-- SUPPLIED TEXT --
━━━
Quarterly report pursuant to Section 13 or 15(d)

Fair Value Considerations

v3.21.2
Fair Value Considerations
9 Months Ended
Sep. 30, 2021
Fair Value Disclosures [Abstract]  
Fair Value Considerations Fair Value Considerations
Fair value is defined as the price that would be received upon the sale of an asset or paid to transfer a liability in an orderly transaction between market participants on the measurement date. Valuation techniques used to measure fair value maximize the use of observable inputs and minimize the use of unobservable inputs. The fair value hierarchy defines a three-level valuation hierarchy for classification and disclosure of fair value measurements as follows:
Level 1 – Quoted prices in active markets for identical assets or liabilities.
Level 2 – Inputs other than Level 1 that are observable, either directly or indirectly, such as quoted prices for similar assets or liabilities; quoted prices in markets that are not active; or other inputs that are observable or can be corroborated by observable market data for substantially the full term of the assets or liabilities.
Level 3 – Unobservable inputs that are supported by little or no market activity and that are significant to the fair value of the assets or liabilities.
The Company classifies cash equivalents and investments according to the hierarchy of techniques used to determine fair value based on the types of inputs. The Company has elected the Fair Value Option for all investments in debt securities.
━━━
-- JOBS --
a) Answer these questions from the fair value text:
(i) What period does the report cover?
(ii) What does Level 1 of the hierarchy consist of?
(iii) For which investments has the Company elected the Fair Value Option?
b) Continue the fair value text from its last sentence.
The entries that come next are separate material and have no connection to the fair value text.

-- DATASET ROWS --
━━━
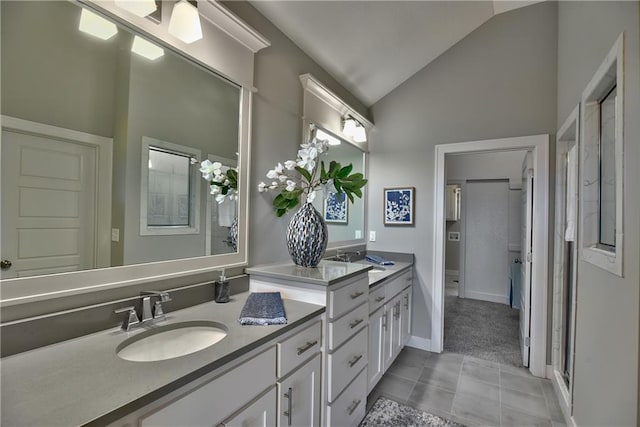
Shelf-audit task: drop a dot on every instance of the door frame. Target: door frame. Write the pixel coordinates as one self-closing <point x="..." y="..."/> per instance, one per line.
<point x="103" y="148"/>
<point x="539" y="146"/>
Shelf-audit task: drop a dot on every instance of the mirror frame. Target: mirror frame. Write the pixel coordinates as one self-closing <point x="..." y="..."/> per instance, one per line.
<point x="239" y="43"/>
<point x="306" y="134"/>
<point x="609" y="73"/>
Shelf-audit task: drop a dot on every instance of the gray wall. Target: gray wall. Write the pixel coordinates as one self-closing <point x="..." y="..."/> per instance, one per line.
<point x="276" y="126"/>
<point x="606" y="363"/>
<point x="500" y="81"/>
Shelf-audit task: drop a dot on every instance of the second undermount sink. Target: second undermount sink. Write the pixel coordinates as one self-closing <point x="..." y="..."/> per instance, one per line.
<point x="171" y="341"/>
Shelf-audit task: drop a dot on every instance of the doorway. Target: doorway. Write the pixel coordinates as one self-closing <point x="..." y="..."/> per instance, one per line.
<point x="539" y="147"/>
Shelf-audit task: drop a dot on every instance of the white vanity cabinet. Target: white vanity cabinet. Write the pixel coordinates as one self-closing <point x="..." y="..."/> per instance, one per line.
<point x="389" y="324"/>
<point x="277" y="384"/>
<point x="345" y="344"/>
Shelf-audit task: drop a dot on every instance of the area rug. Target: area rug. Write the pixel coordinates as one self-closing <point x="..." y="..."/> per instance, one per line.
<point x="388" y="413"/>
<point x="483" y="329"/>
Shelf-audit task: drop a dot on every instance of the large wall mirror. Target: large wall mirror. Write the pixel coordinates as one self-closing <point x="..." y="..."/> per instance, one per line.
<point x="103" y="129"/>
<point x="345" y="220"/>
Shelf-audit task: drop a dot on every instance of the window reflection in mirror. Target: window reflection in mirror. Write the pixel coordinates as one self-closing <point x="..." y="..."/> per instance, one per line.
<point x="54" y="74"/>
<point x="607" y="181"/>
<point x="345" y="220"/>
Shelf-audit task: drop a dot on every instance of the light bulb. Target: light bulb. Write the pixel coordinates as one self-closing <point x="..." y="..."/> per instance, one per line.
<point x="185" y="22"/>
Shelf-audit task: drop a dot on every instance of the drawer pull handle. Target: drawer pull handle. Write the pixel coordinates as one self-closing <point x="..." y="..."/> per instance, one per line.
<point x="289" y="396"/>
<point x="355" y="323"/>
<point x="353" y="407"/>
<point x="356" y="294"/>
<point x="306" y="347"/>
<point x="355" y="360"/>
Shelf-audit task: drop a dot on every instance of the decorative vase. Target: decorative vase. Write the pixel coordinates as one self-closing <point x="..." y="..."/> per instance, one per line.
<point x="307" y="236"/>
<point x="233" y="234"/>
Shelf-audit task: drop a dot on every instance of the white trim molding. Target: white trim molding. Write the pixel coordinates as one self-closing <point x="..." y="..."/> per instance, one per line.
<point x="539" y="145"/>
<point x="609" y="74"/>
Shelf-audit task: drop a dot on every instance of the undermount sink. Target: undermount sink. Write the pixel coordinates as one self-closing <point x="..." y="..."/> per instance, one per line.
<point x="171" y="341"/>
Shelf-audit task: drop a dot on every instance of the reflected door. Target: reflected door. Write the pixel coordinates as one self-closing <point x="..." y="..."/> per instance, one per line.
<point x="48" y="205"/>
<point x="526" y="256"/>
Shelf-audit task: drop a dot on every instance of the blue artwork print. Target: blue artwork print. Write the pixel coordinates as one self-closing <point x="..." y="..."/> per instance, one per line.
<point x="335" y="208"/>
<point x="398" y="206"/>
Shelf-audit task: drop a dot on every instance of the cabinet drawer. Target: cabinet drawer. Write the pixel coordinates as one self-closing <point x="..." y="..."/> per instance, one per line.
<point x="347" y="325"/>
<point x="298" y="348"/>
<point x="346" y="362"/>
<point x="350" y="407"/>
<point x="219" y="398"/>
<point x="376" y="298"/>
<point x="398" y="284"/>
<point x="348" y="297"/>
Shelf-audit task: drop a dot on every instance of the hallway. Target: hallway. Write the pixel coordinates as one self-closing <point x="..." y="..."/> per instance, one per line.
<point x="481" y="329"/>
<point x="468" y="390"/>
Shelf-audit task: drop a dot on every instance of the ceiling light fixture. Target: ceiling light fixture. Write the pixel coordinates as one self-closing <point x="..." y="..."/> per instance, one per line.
<point x="146" y="49"/>
<point x="185" y="22"/>
<point x="96" y="25"/>
<point x="324" y="136"/>
<point x="139" y="8"/>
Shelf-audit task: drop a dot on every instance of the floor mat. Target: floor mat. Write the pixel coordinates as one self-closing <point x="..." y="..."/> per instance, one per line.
<point x="389" y="413"/>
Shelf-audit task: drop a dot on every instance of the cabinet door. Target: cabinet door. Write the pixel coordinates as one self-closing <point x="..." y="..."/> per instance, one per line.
<point x="387" y="329"/>
<point x="405" y="318"/>
<point x="299" y="396"/>
<point x="396" y="326"/>
<point x="259" y="413"/>
<point x="375" y="369"/>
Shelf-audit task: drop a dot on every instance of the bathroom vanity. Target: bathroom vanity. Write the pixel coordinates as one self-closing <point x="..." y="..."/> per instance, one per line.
<point x="367" y="322"/>
<point x="243" y="377"/>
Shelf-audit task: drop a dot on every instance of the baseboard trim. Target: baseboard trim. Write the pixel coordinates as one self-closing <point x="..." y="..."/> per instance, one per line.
<point x="419" y="343"/>
<point x="484" y="296"/>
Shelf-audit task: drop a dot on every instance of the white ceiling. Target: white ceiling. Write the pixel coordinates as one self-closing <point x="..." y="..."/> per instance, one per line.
<point x="371" y="47"/>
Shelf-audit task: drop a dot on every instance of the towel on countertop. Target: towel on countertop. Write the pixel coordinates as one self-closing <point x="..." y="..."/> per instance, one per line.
<point x="378" y="260"/>
<point x="263" y="308"/>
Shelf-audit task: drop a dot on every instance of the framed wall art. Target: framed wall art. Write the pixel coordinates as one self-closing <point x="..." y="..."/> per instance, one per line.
<point x="399" y="204"/>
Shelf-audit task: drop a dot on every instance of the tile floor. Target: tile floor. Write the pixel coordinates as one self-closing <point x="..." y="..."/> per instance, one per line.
<point x="469" y="390"/>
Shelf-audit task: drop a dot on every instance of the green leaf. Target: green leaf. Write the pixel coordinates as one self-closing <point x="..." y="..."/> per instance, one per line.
<point x="345" y="171"/>
<point x="304" y="173"/>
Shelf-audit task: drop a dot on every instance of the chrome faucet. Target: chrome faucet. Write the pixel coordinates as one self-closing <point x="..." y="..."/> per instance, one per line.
<point x="148" y="315"/>
<point x="345" y="256"/>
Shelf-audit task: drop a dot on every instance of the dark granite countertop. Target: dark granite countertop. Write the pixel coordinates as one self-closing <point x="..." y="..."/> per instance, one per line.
<point x="83" y="381"/>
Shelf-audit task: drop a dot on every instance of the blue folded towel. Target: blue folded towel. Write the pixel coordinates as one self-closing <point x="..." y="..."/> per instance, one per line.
<point x="378" y="260"/>
<point x="263" y="308"/>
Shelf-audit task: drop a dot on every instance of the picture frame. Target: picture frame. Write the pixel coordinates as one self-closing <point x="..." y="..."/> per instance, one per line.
<point x="336" y="208"/>
<point x="399" y="206"/>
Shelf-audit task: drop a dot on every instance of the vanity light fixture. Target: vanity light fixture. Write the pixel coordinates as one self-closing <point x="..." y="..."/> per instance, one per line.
<point x="96" y="25"/>
<point x="146" y="49"/>
<point x="324" y="136"/>
<point x="354" y="129"/>
<point x="185" y="22"/>
<point x="139" y="8"/>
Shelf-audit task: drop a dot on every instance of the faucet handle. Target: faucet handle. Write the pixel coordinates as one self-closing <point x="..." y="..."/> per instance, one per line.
<point x="131" y="320"/>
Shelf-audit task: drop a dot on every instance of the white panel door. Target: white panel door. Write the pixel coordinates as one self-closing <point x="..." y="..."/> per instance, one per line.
<point x="526" y="257"/>
<point x="486" y="265"/>
<point x="48" y="206"/>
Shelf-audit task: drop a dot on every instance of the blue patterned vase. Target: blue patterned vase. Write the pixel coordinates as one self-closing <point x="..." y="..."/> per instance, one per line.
<point x="307" y="236"/>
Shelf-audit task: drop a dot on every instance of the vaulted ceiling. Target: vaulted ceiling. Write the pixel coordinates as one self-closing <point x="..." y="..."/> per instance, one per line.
<point x="371" y="47"/>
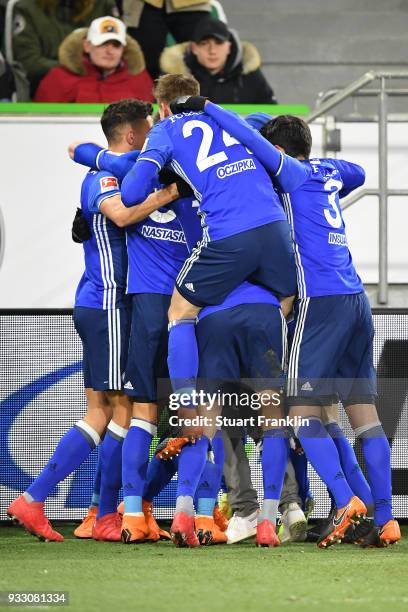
━━━
-- FINAL ANSWERS --
a)
(i) The nine months ended September 30, 2021.
(ii) Quoted prices in active markets for identical assets or liabilities.
(iii) All investments in debt securities.

b)
On June 30, 2020, the Company entered into a seven-year financing agreement with Oberland Capital (the “Oberland Facility” - See Note - 10 Long-Term Debt), and concluded that the term debt instrument included certain embedded features that required separate accounting (the “Debt Derivative Liability”) and that the equity contract entered into concurrently was required to be classified as a liability and recorded at its fair value. These instruments were determined to be financial liabilities requiring Level 3 fair value measurements.
The following table represents the Company’s fair value hierarchy for its financial assets and liabilities measured at fair value on a recurring basis as of September 30, 2021 and December 31, 2020:
(In thousands) (Level 1) (Level 2) (Level 3) Total
September 30, 2021
Assets:
Money market funds $ 33,334  $ —  $ —  $ 33,334 
U.S. government securities 8,021  —  —  8,021 
Commercial paper —  36,968  —  36,968 
Total assets $ 41,355  $ 36,968  $ —  $ 78,323 
Liabilities
Oberland facility $ —  $ —  $ 49,837  $ 49,837 
Debt derivative liabilities —  3,822  3,822 
Total liabilities $ —  $ —  $ 53,659  $ 53,659 
(Level 1) (Level 2) (Level 3) Total
December 31, 2020
Assets:
Money market funds $ 23,044  $ —  $ —  $ 23,044 
U.S. government securities 12,123  —  —  12,123 
Corporate bonds —  6,408  —  6,408 
Commercial paper —  36,668  —  36,668 
Total assets $ 35,167  $ 43,076  $ —  $ 78,243 
Liabilities
Oberland facility $ —  $ —  $ 36,855  $ 36,855 
Debt derivative liability —  2,497 2,497
Total liabilities $ —  $ —  $ 39,352  $ 39,352 
Oberland Facility

The Company estimates the fair value of long-term debt under the Oberland Facility using a discounted cash flow analysis and rates being offered for similar loans to borrowers with similar credit ratings. The discounted cash flow model uses unobservable inputs, including estimates of discount rates and loan prepayments. Both tranches of the Oberland Facility are classified as Level 3. The estimated fair value of the Company’s long-term debt under the Oberland Facility was $49,837 and $36,855 at September 30, 2021 and December 31, 2020, respectively (See Note 10 - Long-Term Debt).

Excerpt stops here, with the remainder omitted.